Report each line of the material below that contains the word "instance", treating uppercase and lowercase letters as different.

> [Records to process]
>>>

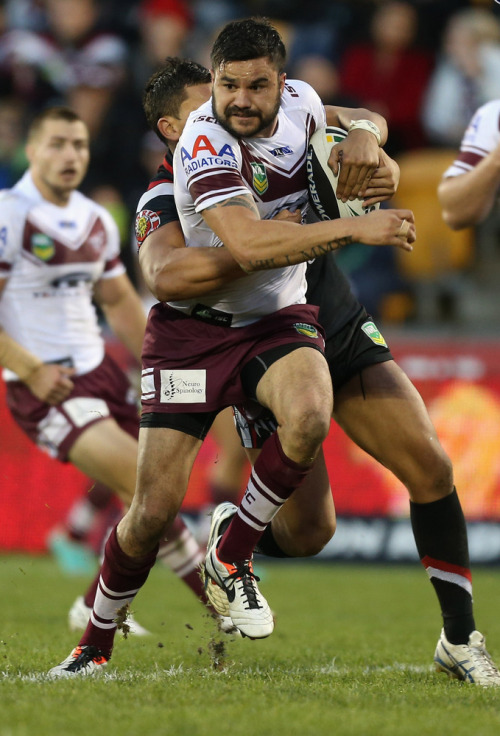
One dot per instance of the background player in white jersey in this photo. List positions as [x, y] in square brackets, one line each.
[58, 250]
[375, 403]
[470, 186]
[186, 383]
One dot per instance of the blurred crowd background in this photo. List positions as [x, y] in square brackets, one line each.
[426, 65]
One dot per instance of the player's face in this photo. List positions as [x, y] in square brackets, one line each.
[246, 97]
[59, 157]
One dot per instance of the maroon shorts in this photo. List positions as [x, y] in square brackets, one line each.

<<<
>>>

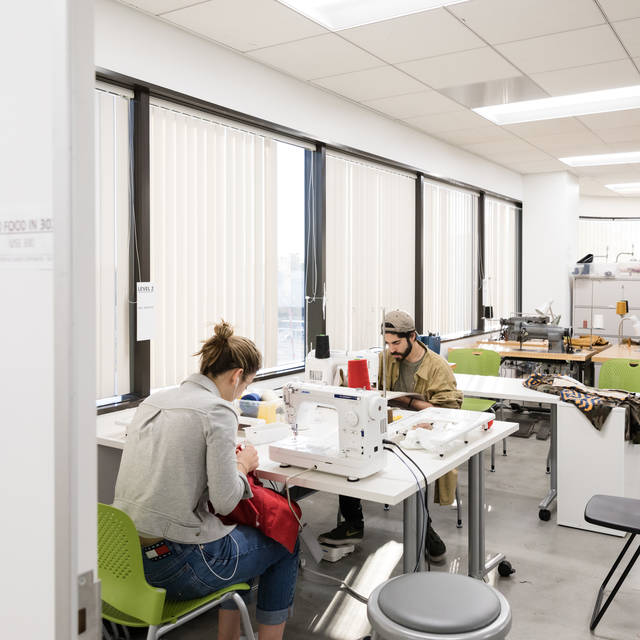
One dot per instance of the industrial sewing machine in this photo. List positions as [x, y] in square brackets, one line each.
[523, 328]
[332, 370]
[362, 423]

<<<
>>>

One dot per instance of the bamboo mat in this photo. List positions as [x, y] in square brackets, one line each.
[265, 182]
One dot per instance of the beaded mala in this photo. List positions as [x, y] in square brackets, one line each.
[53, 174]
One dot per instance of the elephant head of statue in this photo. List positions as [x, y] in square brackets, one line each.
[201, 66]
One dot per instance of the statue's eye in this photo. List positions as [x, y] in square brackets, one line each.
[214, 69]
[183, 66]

<<<

> [Exercise result]
One dot per instance of the background player in white jersey in this photo. List positions as [x, y] in square brackets, one line each.
One dot per instance of the blurred crowd background in this photo. List positions as [x, y] in square brackets, one line each.
One dot per instance of the player's face in this photo. List positions as [x, y] in square brackets, one line each.
One dot per instance of the maroon shorts in this photo. List positions as [x, y] in square brackets, one line each.
One dot per instance of the industrial sewing machine in this photo. List positions as [x, y] in square brackets, one line each.
One dot per instance of the bamboo mat in this photo. List positions as [x, y] in square brackets, one line each.
One dot per instance of the beaded mala in this photo. List positions as [x, y] in square brackets, one line each.
One dot per instance of the elephant head of statue in this photo. List positions as [x, y] in square brackets, one line each.
One dot per instance of the statue's eye in this photo. List positions as [x, y] in square brackets, one line each.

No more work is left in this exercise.